Bjorn (I believe in v1 or v2) directed me to remove pci_aer_unmask_internal_errors() dependency on PCIEAER_CXL because it is now exported. He wants the behavior for other users (and subsystems) to be consistent with/without the PCIEAER_CXL setting.

Regards,
Terry

>> Call pci_aer_unmask_internal_errors() during RAS initialization in:
>> cxl_uport_init_ras_reporting() and cxl_dport_init_ras_reporting().
>>
>> [1] PCIe Base Spec r6.2-1.0, 6.2.3.2.2 Masking Individual Errors
>>
>> Signed-off-by: Terry Bowman <terry.bowman@amd.com>
>> Reviewed-by: Jonathan Cameron <Jonathan.Cameron@huawei.com>
>> ---
>>  drivers/cxl/core/pci.c | 2 ++
>>  drivers/pci/pcie/aer.c | 5 +++--
>>  include/linux/aer.h    | 1 +
>>  3 files changed, 6 insertions(+), 2 deletions(-)
>>
>> diff --git a/drivers/cxl/core/pci.c b/drivers/cxl/core/pci.c
>> index 9c162120f0fe..c62329cd9a87 100644
>> --- a/drivers/cxl/core/pci.c
>> +++ b/drivers/cxl/core/pci.c
>> @@ -895,6 +895,7 @@ void cxl_uport_init_ras_reporting(struct cxl_port *port)

- **Supplied material**
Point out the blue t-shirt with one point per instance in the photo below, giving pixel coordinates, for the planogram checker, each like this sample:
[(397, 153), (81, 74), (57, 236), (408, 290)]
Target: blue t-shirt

- **Objectives**
[A] Quote the AER patch thread from "Bjorn (I believe" to "the PCIEAER_CXL setting.".
[B] Write what comes next in the AER patch thread, picking up after its final line.

- **Written answers**
[A]
Bjorn (I believe in v1 or v2) directed me to remove pci_aer_unmask_internal_errors() dependency on PCIEAER_CXL because it is now exported. He wants the behavior for other users (and subsystems) to be consistent with/without the PCIEAER_CXL setting.

[B]
>>  
>>  	cxl_assign_port_error_handlers(pdev);
>>  	devm_add_action_or_reset(&port->dev, cxl_clear_port_error_handlers, pdev);
>> +	pci_aer_unmask_internal_errors(pdev);
>>  }
>>  EXPORT_SYMBOL_NS_GPL(cxl_uport_init_ras_reporting, "CXL");
>>  
>> @@ -935,6 +936,7 @@ void cxl_dport_init_ras_reporting(struct cxl_dport *dport)
>>  	}
>>  	cxl_assign_port_error_handlers(pdev);
>>  	devm_add_action_or_reset(&port->dev, cxl_clear_port_error_handlers, pdev);
>> +	pci_aer_unmask_internal_errors(pdev);
>>  	put_device(&port->dev);
>>  }
>>  EXPORT_SYMBOL_NS_GPL(cxl_dport_init_ras_reporting, "CXL");
>> diff --git a/drivers/pci/pcie/aer.c b/drivers/pci/pcie/aer.c
>> index 68e957459008..e6aaa3bd84f0 100644
>> --- a/drivers/pci/pcie/aer.c
>> +++ b/drivers/pci/pcie/aer.c
>> @@ -950,7 +950,6 @@ static bool is_internal_error(struct aer_err_info *info)
>>  	return info->status & PCI_ERR_UNC_INTN;
>>  }
>>  
>> -#ifdef CONFIG_PCIEAER_CXL
>>  /**
>>   * pci_aer_unmask_internal_errors - unmask internal errors
>>   * @dev: pointer to the pcie_dev data structure
>> @@ -961,7 +960,7 @@ static bool is_internal_error(struct aer_err_info *info)
>>   * Note: AER must be enabled and supported by the device which must be
>>   * checked in advance, e.g. with pcie_aer_is_native().
>>   */
>> -static void pci_aer_unmask_internal_errors(struct pci_dev *dev)
>> +void pci_aer_unmask_internal_errors(struct pci_dev *dev)
>>  {
>>  	int aer = dev->aer_cap;
>>  	u32 mask;
>> @@ -974,7 +973,9 @@ static void pci_aer_unmask_internal_errors(struct pci_dev *dev)
>>  	mask &= ~PCI_ERR_COR_INTERNAL;
>>  	pci_write_config_dword(dev, aer + PCI_ERR_COR_MASK, mask);
>>  }
>> +EXPORT_SYMBOL_NS_GPL(pci_aer_unmask_internal_errors, "CXL");
>>  
>> +#ifdef CONFIG_PCIEAER_CXL
>>  static bool is_cxl_mem_dev(struct pci_dev *dev)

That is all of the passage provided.